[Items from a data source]
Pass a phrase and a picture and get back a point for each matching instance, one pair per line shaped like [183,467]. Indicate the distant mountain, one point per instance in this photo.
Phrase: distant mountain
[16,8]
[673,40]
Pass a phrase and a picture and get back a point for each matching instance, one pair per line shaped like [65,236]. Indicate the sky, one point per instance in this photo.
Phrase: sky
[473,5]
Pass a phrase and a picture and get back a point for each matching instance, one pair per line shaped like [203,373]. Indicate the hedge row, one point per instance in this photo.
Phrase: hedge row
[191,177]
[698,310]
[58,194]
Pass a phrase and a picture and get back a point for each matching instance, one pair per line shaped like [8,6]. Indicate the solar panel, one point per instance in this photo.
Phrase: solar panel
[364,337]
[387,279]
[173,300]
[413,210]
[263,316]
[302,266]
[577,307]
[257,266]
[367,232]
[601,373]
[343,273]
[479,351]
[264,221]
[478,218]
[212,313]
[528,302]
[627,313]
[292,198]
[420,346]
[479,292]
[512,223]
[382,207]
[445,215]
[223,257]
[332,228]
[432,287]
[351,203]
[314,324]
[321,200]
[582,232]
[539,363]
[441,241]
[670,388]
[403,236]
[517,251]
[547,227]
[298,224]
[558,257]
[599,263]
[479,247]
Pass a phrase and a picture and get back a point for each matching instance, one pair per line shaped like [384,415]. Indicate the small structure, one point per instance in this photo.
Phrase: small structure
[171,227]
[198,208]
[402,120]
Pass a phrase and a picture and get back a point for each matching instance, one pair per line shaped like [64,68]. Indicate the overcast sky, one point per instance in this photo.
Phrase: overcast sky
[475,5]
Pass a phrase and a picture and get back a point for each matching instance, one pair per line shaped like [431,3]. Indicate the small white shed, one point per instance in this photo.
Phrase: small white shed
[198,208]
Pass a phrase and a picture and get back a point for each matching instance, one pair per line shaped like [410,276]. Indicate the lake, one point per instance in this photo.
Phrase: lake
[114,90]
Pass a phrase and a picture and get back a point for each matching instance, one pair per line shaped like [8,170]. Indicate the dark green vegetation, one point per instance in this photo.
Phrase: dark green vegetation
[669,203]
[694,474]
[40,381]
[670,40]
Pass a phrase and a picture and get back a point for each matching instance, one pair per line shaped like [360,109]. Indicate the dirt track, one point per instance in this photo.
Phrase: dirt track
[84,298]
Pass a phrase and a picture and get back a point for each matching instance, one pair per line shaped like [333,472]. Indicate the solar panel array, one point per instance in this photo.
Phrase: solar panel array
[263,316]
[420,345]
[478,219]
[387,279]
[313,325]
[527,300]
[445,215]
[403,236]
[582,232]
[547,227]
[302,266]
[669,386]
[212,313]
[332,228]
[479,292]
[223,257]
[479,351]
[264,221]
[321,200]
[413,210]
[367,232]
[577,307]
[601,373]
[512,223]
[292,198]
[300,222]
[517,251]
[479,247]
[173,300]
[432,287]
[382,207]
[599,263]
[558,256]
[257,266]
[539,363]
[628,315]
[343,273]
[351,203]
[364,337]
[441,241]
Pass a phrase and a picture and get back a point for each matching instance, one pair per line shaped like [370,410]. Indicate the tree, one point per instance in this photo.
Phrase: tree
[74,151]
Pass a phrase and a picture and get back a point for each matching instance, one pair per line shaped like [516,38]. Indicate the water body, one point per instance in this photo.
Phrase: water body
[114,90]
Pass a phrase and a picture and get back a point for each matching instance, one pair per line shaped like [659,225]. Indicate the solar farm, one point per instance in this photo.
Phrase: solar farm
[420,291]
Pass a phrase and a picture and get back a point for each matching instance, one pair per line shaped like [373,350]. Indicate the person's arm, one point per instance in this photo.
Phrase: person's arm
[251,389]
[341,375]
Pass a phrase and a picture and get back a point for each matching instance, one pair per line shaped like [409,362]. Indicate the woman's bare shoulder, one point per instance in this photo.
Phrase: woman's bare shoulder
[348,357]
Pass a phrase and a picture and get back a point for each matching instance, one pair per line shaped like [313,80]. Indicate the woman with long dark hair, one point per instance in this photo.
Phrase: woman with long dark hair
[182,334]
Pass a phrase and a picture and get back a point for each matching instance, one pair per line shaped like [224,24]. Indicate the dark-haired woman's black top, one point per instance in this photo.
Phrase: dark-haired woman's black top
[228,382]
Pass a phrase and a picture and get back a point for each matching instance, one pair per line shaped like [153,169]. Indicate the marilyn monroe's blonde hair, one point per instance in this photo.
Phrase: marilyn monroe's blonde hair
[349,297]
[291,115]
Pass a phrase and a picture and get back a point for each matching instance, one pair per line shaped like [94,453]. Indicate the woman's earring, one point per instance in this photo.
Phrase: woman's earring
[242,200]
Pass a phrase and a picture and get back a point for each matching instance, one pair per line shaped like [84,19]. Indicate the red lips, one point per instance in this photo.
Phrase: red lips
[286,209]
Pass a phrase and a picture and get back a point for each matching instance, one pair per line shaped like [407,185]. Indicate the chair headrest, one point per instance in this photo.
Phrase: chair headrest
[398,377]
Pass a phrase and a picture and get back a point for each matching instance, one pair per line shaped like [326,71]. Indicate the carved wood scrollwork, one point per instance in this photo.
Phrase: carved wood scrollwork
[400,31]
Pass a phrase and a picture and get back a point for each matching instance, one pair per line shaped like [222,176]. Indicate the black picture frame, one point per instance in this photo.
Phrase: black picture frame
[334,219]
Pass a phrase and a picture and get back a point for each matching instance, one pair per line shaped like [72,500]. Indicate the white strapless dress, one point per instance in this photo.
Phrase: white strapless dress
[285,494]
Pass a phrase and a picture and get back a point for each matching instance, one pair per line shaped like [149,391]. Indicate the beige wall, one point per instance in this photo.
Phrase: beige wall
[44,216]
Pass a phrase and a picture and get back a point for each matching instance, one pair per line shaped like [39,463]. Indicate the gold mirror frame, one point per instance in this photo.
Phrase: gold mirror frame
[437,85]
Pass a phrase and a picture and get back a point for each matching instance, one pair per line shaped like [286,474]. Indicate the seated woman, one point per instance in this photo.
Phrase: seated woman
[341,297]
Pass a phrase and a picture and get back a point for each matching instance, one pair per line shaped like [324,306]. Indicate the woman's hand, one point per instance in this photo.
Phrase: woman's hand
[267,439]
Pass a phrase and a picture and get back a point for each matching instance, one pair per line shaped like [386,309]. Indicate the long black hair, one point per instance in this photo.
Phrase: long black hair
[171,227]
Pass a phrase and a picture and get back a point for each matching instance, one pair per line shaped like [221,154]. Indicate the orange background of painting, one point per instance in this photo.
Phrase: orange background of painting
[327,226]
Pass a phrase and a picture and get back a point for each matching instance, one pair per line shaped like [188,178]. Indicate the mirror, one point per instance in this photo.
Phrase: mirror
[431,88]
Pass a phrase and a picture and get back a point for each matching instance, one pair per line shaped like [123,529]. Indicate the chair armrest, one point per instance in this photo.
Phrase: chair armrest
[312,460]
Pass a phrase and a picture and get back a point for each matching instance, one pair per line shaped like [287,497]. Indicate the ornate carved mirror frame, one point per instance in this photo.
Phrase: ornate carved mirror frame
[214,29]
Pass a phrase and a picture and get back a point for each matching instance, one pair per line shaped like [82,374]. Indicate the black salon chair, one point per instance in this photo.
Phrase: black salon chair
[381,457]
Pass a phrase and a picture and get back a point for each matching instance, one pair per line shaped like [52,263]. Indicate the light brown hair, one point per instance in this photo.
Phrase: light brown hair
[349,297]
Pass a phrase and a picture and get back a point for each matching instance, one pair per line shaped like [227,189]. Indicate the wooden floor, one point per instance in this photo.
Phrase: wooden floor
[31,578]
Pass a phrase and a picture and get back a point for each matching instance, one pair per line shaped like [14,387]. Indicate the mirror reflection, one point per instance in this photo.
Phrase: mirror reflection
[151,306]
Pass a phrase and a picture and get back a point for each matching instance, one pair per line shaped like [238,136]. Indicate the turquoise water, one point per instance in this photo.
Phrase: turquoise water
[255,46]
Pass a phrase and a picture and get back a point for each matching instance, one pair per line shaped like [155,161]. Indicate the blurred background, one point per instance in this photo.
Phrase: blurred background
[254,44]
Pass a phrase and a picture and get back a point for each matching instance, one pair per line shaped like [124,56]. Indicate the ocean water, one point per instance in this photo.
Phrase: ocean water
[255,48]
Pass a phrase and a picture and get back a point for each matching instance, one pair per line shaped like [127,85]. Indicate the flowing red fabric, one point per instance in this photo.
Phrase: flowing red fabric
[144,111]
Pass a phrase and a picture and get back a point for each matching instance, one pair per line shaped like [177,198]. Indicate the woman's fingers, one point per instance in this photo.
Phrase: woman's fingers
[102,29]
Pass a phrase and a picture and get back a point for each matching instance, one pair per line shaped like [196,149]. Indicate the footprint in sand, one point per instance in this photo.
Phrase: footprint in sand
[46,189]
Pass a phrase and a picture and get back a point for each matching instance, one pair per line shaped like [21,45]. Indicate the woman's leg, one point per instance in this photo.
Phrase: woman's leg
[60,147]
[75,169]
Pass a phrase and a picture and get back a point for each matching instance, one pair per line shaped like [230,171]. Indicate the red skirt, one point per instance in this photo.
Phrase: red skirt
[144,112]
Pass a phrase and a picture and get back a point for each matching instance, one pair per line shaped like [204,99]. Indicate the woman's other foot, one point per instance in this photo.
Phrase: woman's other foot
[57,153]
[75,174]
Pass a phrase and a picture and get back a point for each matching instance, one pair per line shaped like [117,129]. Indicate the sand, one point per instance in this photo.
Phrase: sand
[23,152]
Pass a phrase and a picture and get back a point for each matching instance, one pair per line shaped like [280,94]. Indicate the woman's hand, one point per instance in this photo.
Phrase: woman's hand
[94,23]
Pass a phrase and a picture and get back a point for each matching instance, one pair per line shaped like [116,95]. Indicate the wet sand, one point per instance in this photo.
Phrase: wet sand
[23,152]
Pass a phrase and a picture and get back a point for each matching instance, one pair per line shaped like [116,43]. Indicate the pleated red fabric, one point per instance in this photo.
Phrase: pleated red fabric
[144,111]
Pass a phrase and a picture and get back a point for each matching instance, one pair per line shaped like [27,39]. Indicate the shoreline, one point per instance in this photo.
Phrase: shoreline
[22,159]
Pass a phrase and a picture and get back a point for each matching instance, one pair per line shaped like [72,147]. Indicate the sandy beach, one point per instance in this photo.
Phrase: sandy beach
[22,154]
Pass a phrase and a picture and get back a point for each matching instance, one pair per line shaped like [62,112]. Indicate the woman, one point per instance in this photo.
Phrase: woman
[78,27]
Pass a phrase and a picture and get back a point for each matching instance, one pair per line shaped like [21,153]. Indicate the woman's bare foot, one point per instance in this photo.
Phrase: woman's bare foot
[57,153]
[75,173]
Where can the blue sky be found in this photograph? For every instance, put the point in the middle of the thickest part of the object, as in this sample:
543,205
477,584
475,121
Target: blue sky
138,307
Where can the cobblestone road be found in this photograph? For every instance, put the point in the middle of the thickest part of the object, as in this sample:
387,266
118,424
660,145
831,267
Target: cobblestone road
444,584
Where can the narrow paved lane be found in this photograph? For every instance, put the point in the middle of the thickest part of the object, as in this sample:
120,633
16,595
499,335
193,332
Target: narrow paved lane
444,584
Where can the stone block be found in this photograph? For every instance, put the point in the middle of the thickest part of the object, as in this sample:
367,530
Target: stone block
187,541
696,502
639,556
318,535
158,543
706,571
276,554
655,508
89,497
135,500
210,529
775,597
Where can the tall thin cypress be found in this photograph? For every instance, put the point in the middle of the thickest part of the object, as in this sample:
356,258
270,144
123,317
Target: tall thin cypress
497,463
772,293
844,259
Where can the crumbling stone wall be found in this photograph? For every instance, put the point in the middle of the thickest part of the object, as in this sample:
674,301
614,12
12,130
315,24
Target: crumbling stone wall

- **Required work**: Starting with the line containing "Where can the crumbling" and going on through the end of the entries, write the lines out again with "crumbling" swapped for "ruined" and nothing else changed.

- **Output below**:
Where can the ruined stone wall be found in this photograph? For every instance, put the point in the middle of the thickest part of the object, as in this sample:
674,301
614,12
12,130
315,24
Target: ruined stone wall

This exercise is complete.